### Records shown:
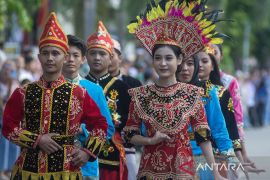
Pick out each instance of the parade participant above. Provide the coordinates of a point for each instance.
(231, 84)
(188, 73)
(44, 117)
(76, 52)
(114, 70)
(210, 73)
(170, 31)
(99, 55)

### Task objective:
Every entry above needs to be duplicated exactly, without its images.

### The completed task:
Pick out each instance of the parade participant above. Provide the coordinates of a point for each instance.
(231, 84)
(188, 73)
(44, 117)
(76, 52)
(114, 70)
(210, 73)
(170, 31)
(99, 55)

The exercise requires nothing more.